*** Dataset records
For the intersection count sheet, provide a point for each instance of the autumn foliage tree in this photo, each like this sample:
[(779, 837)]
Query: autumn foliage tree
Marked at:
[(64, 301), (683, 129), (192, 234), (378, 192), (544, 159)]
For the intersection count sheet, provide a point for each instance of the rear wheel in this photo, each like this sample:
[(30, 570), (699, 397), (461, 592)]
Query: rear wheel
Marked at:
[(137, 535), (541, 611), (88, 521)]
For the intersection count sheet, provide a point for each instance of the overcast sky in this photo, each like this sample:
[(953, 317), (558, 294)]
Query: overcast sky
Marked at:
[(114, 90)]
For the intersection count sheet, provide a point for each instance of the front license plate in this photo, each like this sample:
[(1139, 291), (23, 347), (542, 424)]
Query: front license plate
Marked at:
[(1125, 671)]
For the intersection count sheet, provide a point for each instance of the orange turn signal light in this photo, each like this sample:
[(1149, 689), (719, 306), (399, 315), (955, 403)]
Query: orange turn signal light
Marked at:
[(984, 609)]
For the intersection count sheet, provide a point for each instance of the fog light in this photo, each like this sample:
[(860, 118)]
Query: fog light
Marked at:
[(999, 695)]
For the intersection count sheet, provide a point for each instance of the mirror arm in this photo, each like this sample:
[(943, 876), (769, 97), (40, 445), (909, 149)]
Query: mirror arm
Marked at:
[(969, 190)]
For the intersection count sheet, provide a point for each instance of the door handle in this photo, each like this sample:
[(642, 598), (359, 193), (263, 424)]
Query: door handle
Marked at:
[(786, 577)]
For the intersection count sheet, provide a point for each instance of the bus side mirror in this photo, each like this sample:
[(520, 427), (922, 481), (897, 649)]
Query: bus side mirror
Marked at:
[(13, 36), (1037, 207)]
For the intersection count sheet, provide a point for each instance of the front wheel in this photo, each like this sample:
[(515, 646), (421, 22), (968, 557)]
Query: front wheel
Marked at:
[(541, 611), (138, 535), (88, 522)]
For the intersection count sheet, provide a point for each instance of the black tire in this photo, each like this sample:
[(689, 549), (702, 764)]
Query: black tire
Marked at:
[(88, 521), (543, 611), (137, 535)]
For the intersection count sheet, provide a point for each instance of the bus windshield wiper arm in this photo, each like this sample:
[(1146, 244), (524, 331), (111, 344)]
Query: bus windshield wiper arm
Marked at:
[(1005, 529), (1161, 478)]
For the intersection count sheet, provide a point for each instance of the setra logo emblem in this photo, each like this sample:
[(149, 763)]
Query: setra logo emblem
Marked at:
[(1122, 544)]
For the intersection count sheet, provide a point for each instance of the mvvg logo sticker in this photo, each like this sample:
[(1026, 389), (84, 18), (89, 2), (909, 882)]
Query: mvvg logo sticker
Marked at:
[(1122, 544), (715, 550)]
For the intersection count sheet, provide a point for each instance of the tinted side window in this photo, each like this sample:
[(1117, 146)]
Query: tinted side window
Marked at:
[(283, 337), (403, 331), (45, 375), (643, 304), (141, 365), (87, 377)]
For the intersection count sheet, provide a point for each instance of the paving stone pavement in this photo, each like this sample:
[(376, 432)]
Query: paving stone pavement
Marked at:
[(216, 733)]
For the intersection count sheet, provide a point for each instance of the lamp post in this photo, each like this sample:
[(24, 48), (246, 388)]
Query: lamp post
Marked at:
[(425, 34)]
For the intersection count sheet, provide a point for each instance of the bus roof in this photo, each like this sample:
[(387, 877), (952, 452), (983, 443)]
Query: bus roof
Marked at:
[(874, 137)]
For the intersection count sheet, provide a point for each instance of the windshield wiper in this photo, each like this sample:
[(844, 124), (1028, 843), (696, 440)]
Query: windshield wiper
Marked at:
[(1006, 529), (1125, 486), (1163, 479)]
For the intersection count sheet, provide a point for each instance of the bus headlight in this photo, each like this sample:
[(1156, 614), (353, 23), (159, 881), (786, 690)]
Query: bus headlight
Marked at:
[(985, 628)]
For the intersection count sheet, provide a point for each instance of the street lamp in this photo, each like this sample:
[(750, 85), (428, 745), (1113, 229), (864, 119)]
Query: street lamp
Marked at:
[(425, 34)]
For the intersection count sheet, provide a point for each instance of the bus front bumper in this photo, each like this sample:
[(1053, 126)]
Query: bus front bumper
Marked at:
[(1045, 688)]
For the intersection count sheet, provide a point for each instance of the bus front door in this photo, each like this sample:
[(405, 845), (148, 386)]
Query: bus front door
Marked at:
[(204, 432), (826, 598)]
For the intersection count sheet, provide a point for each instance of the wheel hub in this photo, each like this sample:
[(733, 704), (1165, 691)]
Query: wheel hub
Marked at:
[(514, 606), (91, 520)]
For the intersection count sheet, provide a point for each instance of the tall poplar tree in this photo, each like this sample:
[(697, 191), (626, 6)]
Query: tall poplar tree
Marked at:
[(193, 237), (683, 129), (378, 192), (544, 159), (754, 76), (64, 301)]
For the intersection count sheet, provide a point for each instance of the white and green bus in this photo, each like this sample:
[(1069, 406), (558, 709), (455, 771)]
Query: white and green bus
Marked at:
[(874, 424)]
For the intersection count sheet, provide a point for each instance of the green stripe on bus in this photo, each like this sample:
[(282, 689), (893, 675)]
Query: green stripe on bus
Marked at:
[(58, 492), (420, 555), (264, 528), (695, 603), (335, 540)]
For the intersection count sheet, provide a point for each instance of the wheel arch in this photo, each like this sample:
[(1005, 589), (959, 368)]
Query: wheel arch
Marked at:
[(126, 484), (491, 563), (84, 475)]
******
Pull from the data each line where the string "rear" turns up.

• **Response area**
For the intersection count sheet, provide a point for each instance of the rear wheel in this photo, each like this sample:
Query: rear wheel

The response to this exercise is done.